What the exercise asks >> Render the lines of all the rows below as a single JSON list of strings, one string per line. Omit blank lines and the pictures.

Material supplied >>
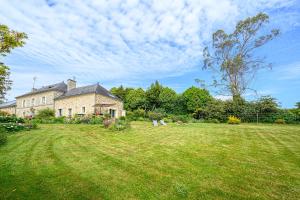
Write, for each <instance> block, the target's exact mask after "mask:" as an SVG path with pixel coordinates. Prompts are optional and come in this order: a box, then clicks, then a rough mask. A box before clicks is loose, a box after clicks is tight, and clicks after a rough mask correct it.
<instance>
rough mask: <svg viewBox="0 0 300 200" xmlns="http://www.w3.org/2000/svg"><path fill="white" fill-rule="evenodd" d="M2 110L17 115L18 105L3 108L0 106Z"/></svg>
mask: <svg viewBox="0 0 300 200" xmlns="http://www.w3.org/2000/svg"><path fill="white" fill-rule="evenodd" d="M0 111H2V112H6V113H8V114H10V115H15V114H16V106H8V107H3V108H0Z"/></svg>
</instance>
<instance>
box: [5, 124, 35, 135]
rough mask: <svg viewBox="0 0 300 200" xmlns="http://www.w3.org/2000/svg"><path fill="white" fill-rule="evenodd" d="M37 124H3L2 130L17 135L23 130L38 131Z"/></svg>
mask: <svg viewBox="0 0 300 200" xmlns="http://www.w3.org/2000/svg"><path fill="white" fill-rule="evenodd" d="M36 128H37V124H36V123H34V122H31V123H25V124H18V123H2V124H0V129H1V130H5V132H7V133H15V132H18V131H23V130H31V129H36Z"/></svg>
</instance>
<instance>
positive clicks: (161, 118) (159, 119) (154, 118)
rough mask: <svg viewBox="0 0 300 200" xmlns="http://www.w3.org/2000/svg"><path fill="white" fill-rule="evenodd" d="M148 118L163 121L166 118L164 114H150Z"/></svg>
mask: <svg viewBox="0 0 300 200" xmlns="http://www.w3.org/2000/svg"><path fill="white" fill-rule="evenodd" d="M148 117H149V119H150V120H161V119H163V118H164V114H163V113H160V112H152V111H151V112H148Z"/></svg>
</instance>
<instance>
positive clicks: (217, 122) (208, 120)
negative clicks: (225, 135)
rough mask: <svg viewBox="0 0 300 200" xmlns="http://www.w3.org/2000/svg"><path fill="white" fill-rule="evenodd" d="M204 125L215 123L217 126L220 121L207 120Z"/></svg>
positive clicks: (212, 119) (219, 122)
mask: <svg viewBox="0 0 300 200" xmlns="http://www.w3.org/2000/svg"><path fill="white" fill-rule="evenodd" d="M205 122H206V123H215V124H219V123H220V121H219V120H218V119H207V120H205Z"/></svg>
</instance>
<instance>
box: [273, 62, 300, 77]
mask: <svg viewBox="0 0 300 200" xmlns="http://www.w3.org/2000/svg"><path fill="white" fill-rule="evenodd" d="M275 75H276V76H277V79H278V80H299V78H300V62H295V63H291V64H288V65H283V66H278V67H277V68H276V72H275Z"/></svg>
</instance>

Answer section >>
[
  "Write, for each <instance> block, the target's exact mask after \"mask:\" as an SVG path with pixel coordinates. Prompts are optional and come in this order: a box, then clicks, then a rough mask. A box before clicks is loose, a box after clicks is tight, and clicks after a rough mask correct it.",
  "<instance>",
  "rough mask: <svg viewBox=\"0 0 300 200\" xmlns=\"http://www.w3.org/2000/svg\"><path fill=\"white\" fill-rule=\"evenodd\" d=\"M2 110L17 115L18 105L3 108L0 106Z\"/></svg>",
  "mask: <svg viewBox=\"0 0 300 200\" xmlns=\"http://www.w3.org/2000/svg\"><path fill=\"white\" fill-rule=\"evenodd\" d=\"M0 111H2V112H6V113H8V114H10V115H15V114H16V106H8V107H3V108H0Z\"/></svg>",
  "</instance>",
  "<instance>",
  "box: [5, 124, 35, 135]",
  "rough mask: <svg viewBox=\"0 0 300 200\" xmlns=\"http://www.w3.org/2000/svg\"><path fill=\"white\" fill-rule=\"evenodd\" d=\"M37 124H3L2 130L17 135L23 130L38 131Z\"/></svg>",
  "mask: <svg viewBox=\"0 0 300 200\" xmlns=\"http://www.w3.org/2000/svg\"><path fill=\"white\" fill-rule=\"evenodd\" d=\"M36 128H37V124H36V123H34V122H31V123H25V124H18V123H2V124H0V129H1V130H5V132H7V133H15V132H18V131H23V130H31V129H36Z\"/></svg>",
  "</instance>",
  "<instance>",
  "positive clicks: (161, 118) (159, 119) (154, 118)",
  "rough mask: <svg viewBox=\"0 0 300 200\" xmlns=\"http://www.w3.org/2000/svg\"><path fill=\"white\" fill-rule=\"evenodd\" d=\"M148 118L163 121L166 118L164 114H150Z\"/></svg>",
  "mask: <svg viewBox=\"0 0 300 200\" xmlns=\"http://www.w3.org/2000/svg\"><path fill=\"white\" fill-rule=\"evenodd\" d=\"M148 117H149V119H150V120H161V119H163V118H164V114H163V113H160V112H152V111H151V112H148Z\"/></svg>",
  "</instance>",
  "<instance>",
  "positive clicks: (217, 122) (208, 120)",
  "negative clicks: (225, 135)",
  "rough mask: <svg viewBox=\"0 0 300 200\" xmlns=\"http://www.w3.org/2000/svg\"><path fill=\"white\" fill-rule=\"evenodd\" d=\"M204 125L215 123L217 126L220 121L207 120Z\"/></svg>",
  "positive clicks: (212, 119) (219, 122)",
  "mask: <svg viewBox=\"0 0 300 200\" xmlns=\"http://www.w3.org/2000/svg\"><path fill=\"white\" fill-rule=\"evenodd\" d=\"M205 122H206V123H215V124H219V123H220V121H219V120H218V119H207V120H205Z\"/></svg>",
  "</instance>",
  "<instance>",
  "box: [273, 62, 300, 77]",
  "mask: <svg viewBox=\"0 0 300 200\" xmlns=\"http://www.w3.org/2000/svg\"><path fill=\"white\" fill-rule=\"evenodd\" d=\"M275 75H276V76H277V79H278V80H299V78H300V62H295V63H291V64H288V65H283V66H278V67H277V68H276V72H275Z\"/></svg>",
  "</instance>"
]